TEXTO DE APOIO ->
Desse modo, sob a ótica do Código Brasileiro de Autorregulamentação Publicitária e do CDC, o seguidor pode ser considerado consumidor, uma vez que é o destinatário final da publicidade realizada pelos influenciadores digitais. Estes, por outro lado, com fundamento na teoria do fornecedor equiparado, podem ser considerados fornecedores, uma vez que servem como intermediários ou ajudantes para a realização da relação principal, atuando, frente ao consumidor, como se fosse o próprio fornecedor.
2 DA RESPONSABILIDADE CIVIL DOS INFLUENCIADORES DIGITAIS PELOS PRODUTOS OU SERVIÇOS DIVULGADOS NAS MÍDIAS SOCIAIS
No começo dos chamados publiposts, era comum que os influenciadores digitais divulgassem os produtos (em sentido amplo) de forma oculta, sem deixar os seguidores a par de que aquilo se tratava de um anúncio publicitário, ou seja, de que a intenção do influenciador, ao postar uma foto ou vídeo indicando um bem ou serviço, era a de impulsionar a venda destes. Tal prática tornou-se tão comum entre os influenciadores que a publicidade invisível passou a configurar publicidade ilícita juntamente às publicidades enganosas e abusivas, por afrontar diretamente o princípio da identificação publicitária.

Um bloco de dados:

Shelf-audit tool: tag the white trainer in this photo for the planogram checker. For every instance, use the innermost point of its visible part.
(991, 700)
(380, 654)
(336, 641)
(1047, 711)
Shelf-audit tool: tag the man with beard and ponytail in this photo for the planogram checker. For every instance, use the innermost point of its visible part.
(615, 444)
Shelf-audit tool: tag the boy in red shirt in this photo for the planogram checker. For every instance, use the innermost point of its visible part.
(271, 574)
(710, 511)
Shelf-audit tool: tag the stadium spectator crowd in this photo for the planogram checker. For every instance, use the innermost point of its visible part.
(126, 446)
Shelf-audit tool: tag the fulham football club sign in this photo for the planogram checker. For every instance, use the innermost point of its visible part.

TAREFAS E EXERCÍCIOS ->
• a. Responda às perguntas sobre o texto a respeito dos influenciadores digitais:
(i) Por que o seguidor pode ser considerado consumidor?
(ii) Com fundamento em qual teoria os influenciadores digitais podem ser considerados fornecedores?
(iii) Qual princípio a publicidade invisível afronta diretamente?
• b. Com base no texto sobre os influenciadores digitais, explique por que a publicidade invisível passou a configurar publicidade ilícita.
• c. Escreva a continuação do texto sobre a responsabilidade civil dos influenciadores digitais, começando logo após a última frase apresentada.

RESPOSTAS ->
• a.
(i) Porque é o destinatário final da publicidade realizada pelos influenciadores digitais.
(ii) Na teoria do fornecedor equiparado.
(iii) O princípio da identificação publicitária.

• b. A publicidade invisível passou a ser considerada ilícita, ao lado das publicidades enganosas e abusivas, por afrontar diretamente o princípio da identificação publicitária. Nela, os influenciadores divulgavam produtos sem informar aos seguidores que se tratava de um anúncio feito com a intenção de impulsionar a venda.

• c.
Devido ao fenômeno da globalização comercial, principalmente do comércio virtual, a intervenção do Direito nas relações comerciais tornou-se imprescindível, de modo que o conteúdo, a forma e os limites da publicidade precisavam ser regulamentados, a fim de proteger os destinatários finais desta atividade de eventual arbitrariedade ou abuso praticado pelos agentes dos anúncios publicitários. De acordo com Efing, Bauer & Alexandre (2013), outro fator importante para coibição dos atos ilícitos em matéria publicitária foi a constitucionalização do direito civil
(principalmente no que diz respeito à tutela da dignidade da pessoa humana), pois obrigou os agentes envolvidos nas práticas comerciais não só ao dever de observância dos princípios do direito civil, mas, acima de tudo, das normas constitucionais. Ou seja, um anúncio publicitário, independentemente do meio em que será veiculado, e de quem o fará, preceitos como o da dignidade da pessoa humana, do desenvolvimento equilibrado, da redução das desigualdades sociais, da igualdade, entre outros, sempre deverão ser respeitados. Do contrário, a publicidade será considerada ilícita.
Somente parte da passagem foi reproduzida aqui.